- _Objetivo indicado_
Formatea las líneas siguientes como una lista numerada, sin incluir las líneas en blanco, y abarca todas las entradas.

- _Filas de datos_

+===+

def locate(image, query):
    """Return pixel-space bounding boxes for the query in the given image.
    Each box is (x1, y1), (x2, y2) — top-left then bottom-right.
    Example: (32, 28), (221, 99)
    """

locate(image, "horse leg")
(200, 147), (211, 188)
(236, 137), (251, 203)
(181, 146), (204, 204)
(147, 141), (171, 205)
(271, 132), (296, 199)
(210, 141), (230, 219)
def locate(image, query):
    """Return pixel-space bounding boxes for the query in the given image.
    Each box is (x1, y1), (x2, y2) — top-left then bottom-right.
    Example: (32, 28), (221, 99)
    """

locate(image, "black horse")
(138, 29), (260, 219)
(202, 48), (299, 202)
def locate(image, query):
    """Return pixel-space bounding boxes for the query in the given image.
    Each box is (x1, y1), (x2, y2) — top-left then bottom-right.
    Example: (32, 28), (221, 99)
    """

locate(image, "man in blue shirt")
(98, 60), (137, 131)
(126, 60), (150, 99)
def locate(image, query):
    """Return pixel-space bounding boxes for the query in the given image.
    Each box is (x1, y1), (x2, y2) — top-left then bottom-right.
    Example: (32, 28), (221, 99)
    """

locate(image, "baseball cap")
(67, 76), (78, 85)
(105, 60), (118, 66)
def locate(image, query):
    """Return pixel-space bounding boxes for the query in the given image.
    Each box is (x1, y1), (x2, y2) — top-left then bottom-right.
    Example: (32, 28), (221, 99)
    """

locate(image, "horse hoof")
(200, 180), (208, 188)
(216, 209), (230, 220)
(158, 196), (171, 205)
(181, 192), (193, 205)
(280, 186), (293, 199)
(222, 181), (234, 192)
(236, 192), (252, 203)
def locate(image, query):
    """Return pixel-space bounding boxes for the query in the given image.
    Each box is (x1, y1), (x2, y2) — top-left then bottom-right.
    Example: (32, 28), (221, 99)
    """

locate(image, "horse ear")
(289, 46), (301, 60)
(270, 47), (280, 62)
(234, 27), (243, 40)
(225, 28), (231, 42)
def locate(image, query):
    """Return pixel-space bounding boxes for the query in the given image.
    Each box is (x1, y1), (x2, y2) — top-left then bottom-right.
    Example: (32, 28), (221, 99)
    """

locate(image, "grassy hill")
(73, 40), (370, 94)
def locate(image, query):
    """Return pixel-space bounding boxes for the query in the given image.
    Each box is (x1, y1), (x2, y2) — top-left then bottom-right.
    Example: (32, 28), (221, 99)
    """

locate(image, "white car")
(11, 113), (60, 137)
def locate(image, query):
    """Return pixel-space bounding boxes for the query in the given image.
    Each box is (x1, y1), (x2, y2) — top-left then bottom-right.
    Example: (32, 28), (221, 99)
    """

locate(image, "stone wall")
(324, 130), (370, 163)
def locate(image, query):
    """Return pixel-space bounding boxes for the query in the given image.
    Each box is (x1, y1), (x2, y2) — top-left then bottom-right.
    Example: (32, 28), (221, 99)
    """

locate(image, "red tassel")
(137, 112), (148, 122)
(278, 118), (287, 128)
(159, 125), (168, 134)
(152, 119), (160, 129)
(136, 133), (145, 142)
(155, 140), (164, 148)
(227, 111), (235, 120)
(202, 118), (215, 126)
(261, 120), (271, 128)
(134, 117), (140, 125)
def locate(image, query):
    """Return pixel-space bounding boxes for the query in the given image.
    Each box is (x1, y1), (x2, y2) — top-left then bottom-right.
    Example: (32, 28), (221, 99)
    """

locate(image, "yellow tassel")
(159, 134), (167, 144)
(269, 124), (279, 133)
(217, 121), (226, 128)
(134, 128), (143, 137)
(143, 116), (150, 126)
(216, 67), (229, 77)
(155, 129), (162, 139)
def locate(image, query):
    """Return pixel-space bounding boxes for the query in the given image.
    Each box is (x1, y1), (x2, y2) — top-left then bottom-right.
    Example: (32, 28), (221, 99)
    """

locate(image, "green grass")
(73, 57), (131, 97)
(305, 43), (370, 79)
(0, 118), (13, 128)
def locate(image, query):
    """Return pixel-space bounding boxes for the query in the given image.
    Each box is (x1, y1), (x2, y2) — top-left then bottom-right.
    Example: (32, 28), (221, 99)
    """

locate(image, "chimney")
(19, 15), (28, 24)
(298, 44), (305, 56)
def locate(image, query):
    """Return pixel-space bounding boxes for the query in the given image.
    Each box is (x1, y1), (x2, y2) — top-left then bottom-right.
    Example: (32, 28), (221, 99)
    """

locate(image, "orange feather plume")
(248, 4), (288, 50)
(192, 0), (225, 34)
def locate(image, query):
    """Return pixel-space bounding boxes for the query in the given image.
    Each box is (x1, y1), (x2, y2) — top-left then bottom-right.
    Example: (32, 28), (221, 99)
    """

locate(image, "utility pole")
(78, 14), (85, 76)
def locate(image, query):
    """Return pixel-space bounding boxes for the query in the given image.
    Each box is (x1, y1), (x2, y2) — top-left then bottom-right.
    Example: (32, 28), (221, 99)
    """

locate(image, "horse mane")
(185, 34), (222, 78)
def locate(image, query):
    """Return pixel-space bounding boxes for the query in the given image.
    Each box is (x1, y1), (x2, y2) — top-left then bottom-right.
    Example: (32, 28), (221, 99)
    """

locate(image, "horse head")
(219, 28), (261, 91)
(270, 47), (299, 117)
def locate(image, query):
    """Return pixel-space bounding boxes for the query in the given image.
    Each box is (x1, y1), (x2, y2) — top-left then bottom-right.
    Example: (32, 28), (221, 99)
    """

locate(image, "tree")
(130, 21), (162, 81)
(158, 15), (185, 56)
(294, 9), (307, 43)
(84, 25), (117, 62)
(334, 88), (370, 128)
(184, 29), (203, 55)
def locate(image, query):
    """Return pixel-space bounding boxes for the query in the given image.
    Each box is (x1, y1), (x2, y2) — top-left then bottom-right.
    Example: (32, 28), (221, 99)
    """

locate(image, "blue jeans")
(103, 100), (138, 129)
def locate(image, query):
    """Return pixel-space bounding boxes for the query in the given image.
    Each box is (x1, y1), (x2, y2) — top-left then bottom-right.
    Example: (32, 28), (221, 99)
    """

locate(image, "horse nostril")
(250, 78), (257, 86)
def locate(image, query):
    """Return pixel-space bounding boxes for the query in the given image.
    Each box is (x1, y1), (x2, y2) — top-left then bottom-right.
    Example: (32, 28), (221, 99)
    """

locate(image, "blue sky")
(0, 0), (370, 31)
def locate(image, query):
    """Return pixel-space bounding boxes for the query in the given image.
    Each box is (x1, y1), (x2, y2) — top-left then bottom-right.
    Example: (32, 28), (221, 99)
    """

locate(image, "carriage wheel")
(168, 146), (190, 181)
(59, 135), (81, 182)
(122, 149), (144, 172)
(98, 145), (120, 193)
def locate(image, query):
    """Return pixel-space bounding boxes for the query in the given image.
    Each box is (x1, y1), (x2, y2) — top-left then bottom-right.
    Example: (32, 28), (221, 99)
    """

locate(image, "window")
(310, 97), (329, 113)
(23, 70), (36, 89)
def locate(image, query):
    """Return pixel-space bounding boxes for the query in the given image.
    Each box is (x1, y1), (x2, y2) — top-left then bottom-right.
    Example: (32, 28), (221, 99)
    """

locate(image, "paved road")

+===+

- _Respuesta_
1. def locate(image, query):
2.     """Return pixel-space bounding boxes for the query in the given image.
3.     Each box is (x1, y1), (x2, y2) — top-left then bottom-right.
4.     Example: (32, 28), (221, 99)
5.     """
6. locate(image, "horse leg")
7. (200, 147), (211, 188)
8. (236, 137), (251, 203)
9. (181, 146), (204, 204)
10. (147, 141), (171, 205)
11. (271, 132), (296, 199)
12. (210, 141), (230, 219)
13. def locate(image, query):
14.     """Return pixel-space bounding boxes for the query in the given image.
15.     Each box is (x1, y1), (x2, y2) — top-left then bottom-right.
16.     Example: (32, 28), (221, 99)
17.     """
18. locate(image, "black horse")
19. (138, 29), (260, 219)
20. (202, 48), (299, 202)
21. def locate(image, query):
22.     """Return pixel-space bounding boxes for the query in the given image.
23.     Each box is (x1, y1), (x2, y2) — top-left then bottom-right.
24.     Example: (32, 28), (221, 99)
25.     """
26. locate(image, "man in blue shirt")
27. (98, 60), (137, 131)
28. (126, 60), (150, 99)
29. def locate(image, query):
30.     """Return pixel-space bounding boxes for the query in the given image.
31.     Each box is (x1, y1), (x2, y2) — top-left then bottom-right.
32.     Example: (32, 28), (221, 99)
33.     """
34. locate(image, "baseball cap")
35. (67, 76), (78, 85)
36. (105, 60), (118, 66)
37. def locate(image, query):
38.     """Return pixel-space bounding boxes for the query in the given image.
39.     Each box is (x1, y1), (x2, y2) — top-left then bottom-right.
40.     Example: (32, 28), (221, 99)
41.     """
42. locate(image, "horse hoof")
43. (200, 180), (208, 188)
44. (216, 209), (230, 220)
45. (158, 196), (171, 205)
46. (181, 192), (193, 205)
47. (280, 186), (293, 199)
48. (222, 181), (234, 192)
49. (236, 192), (252, 203)
50. def locate(image, query):
51.     """Return pixel-space bounding boxes for the query in the given image.
52.     Each box is (x1, y1), (x2, y2) — top-left then bottom-right.
53.     Example: (32, 28), (221, 99)
54.     """
55. locate(image, "horse ear")
56. (289, 46), (301, 60)
57. (270, 47), (280, 62)
58. (234, 27), (243, 40)
59. (225, 28), (231, 42)
60. def locate(image, query):
61.     """Return pixel-space bounding boxes for the query in the given image.
62.     Each box is (x1, y1), (x2, y2) — top-left then bottom-right.
63.     Example: (32, 28), (221, 99)
64.     """
65. locate(image, "grassy hill")
66. (73, 40), (370, 94)
67. def locate(image, query):
68.     """Return pixel-space bounding boxes for the query in the given image.
69.     Each box is (x1, y1), (x2, y2) — top-left then bottom-right.
70.     Example: (32, 28), (221, 99)
71.     """
72. locate(image, "white car")
73. (11, 113), (60, 137)
74. def locate(image, query):
75.     """Return pixel-space bounding boxes for the query in the given image.
76.     Each box is (x1, y1), (x2, y2) — top-left then bottom-right.
77.     Example: (32, 28), (221, 99)
78.     """
79. locate(image, "stone wall")
80. (324, 130), (370, 163)
81. def locate(image, query):
82.     """Return pixel-space bounding boxes for the query in the given image.
83.     Each box is (x1, y1), (x2, y2) — top-left then bottom-right.
84.     Example: (32, 28), (221, 99)
85.     """
86. locate(image, "red tassel")
87. (137, 112), (148, 122)
88. (278, 118), (287, 128)
89. (159, 125), (168, 134)
90. (152, 119), (160, 129)
91. (136, 133), (145, 142)
92. (155, 140), (164, 148)
93. (227, 111), (235, 120)
94. (202, 118), (215, 126)
95. (261, 120), (271, 128)
96. (134, 117), (140, 125)
97. def locate(image, query):
98.     """Return pixel-space bounding boxes for the query in the given image.
99.     Each box is (x1, y1), (x2, y2) — top-left then bottom-right.
100.     Example: (32, 28), (221, 99)
101.     """
102. locate(image, "yellow tassel")
103. (159, 134), (167, 144)
104. (269, 124), (279, 133)
105. (217, 121), (226, 128)
106. (134, 128), (143, 137)
107. (143, 116), (150, 126)
108. (216, 67), (229, 77)
109. (155, 129), (162, 139)
110. def locate(image, query):
111.     """Return pixel-space bounding boxes for the query in the given image.
112.     Each box is (x1, y1), (x2, y2) — top-left then bottom-right.
113.     Example: (32, 28), (221, 99)
114.     """
115. locate(image, "green grass")
116. (73, 57), (131, 97)
117. (305, 43), (370, 79)
118. (0, 118), (13, 128)
119. def locate(image, query):
120.     """Return pixel-space bounding boxes for the query in the given image.
121.     Each box is (x1, y1), (x2, y2) — top-left then bottom-right.
122.     Example: (32, 28), (221, 99)
123.     """
124. locate(image, "chimney")
125. (19, 15), (28, 24)
126. (298, 44), (305, 56)
127. def locate(image, query):
128.     """Return pixel-space bounding boxes for the query in the given image.
129.     Each box is (x1, y1), (x2, y2) — top-left then bottom-right.
130.     Example: (32, 28), (221, 99)
131.     """
132. locate(image, "orange feather plume")
133. (248, 4), (288, 50)
134. (192, 0), (225, 34)
135. def locate(image, query):
136.     """Return pixel-space bounding boxes for the query in the given image.
137.     Each box is (x1, y1), (x2, y2) — top-left then bottom-right.
138.     Example: (32, 28), (221, 99)
139.     """
140. locate(image, "utility pole")
141. (78, 14), (85, 76)
142. def locate(image, query):
143.     """Return pixel-space bounding boxes for the query in the given image.
144.     Each box is (x1, y1), (x2, y2) — top-left then bottom-right.
145.     Example: (32, 28), (221, 99)
146.     """
147. locate(image, "horse mane")
148. (185, 34), (222, 78)
149. def locate(image, query):
150.     """Return pixel-space bounding boxes for the query in the given image.
151.     Each box is (x1, y1), (x2, y2) — top-left then bottom-right.
152.     Example: (32, 28), (221, 99)
153.     """
154. locate(image, "horse head")
155. (219, 28), (261, 91)
156. (270, 47), (299, 117)
157. def locate(image, query):
158.     """Return pixel-space bounding boxes for the query in the given image.
159.     Each box is (x1, y1), (x2, y2) — top-left then bottom-right.
160.     Example: (32, 28), (221, 99)
161.     """
162. locate(image, "tree")
163. (130, 21), (162, 81)
164. (158, 15), (185, 56)
165. (294, 9), (307, 43)
166. (84, 25), (117, 62)
167. (334, 88), (370, 128)
168. (184, 29), (203, 55)
169. def locate(image, query):
170.     """Return pixel-space bounding boxes for the query in the given image.
171.     Each box is (x1, y1), (x2, y2) — top-left then bottom-right.
172.     Example: (32, 28), (221, 99)
173.     """
174. locate(image, "blue jeans")
175. (103, 100), (138, 129)
176. def locate(image, query):
177.     """Return pixel-space bounding boxes for the query in the given image.
178.     Each box is (x1, y1), (x2, y2) — top-left then bottom-right.
179.     Example: (32, 28), (221, 99)
180.     """
181. locate(image, "horse nostril")
182. (250, 78), (257, 86)
183. def locate(image, query):
184.     """Return pixel-space bounding boxes for the query in the given image.
185.     Each box is (x1, y1), (x2, y2) — top-left then bottom-right.
186.     Example: (32, 28), (221, 99)
187.     """
188. locate(image, "blue sky")
189. (0, 0), (370, 31)
190. def locate(image, query):
191.     """Return pixel-space bounding boxes for the query in the given image.
192.     Each box is (x1, y1), (x2, y2) — top-left then bottom-right.
193.     Example: (32, 28), (221, 99)
194.     """
195. locate(image, "carriage wheel")
196. (168, 146), (190, 181)
197. (59, 135), (81, 182)
198. (122, 149), (144, 172)
199. (98, 145), (120, 193)
200. def locate(image, query):
201.     """Return pixel-space bounding boxes for the query in the given image.
202.     Each box is (x1, y1), (x2, y2) — top-left then bottom-right.
203.     Example: (32, 28), (221, 99)
204.     """
205. locate(image, "window")
206. (310, 97), (329, 113)
207. (23, 70), (36, 89)
208. def locate(image, query):
209.     """Return pixel-space bounding boxes for the query in the given image.
210.     Each box is (x1, y1), (x2, y2) — top-left then bottom-right.
211.     Example: (32, 28), (221, 99)
212.     """
213. locate(image, "paved road")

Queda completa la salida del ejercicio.